» **Entries for bounding box labeling**:
-- Begin --
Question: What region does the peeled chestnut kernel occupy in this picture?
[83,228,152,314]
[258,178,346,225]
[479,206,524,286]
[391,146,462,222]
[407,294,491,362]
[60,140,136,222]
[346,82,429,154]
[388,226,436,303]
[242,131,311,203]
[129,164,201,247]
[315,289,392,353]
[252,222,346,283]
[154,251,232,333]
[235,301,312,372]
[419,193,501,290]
-- End --
» **What the task asks**:
Copy every line of these items word for word, without changing anything.

» **Solution for this task**:
Question: What region does the peeled chestnut kernel occupy in this picture?
[83,228,152,314]
[258,178,346,225]
[479,206,524,286]
[391,146,462,222]
[407,294,491,362]
[60,140,136,222]
[346,82,429,154]
[388,226,436,303]
[242,131,311,203]
[129,164,201,247]
[315,289,392,353]
[252,222,346,283]
[154,251,232,333]
[235,301,312,372]
[419,193,501,290]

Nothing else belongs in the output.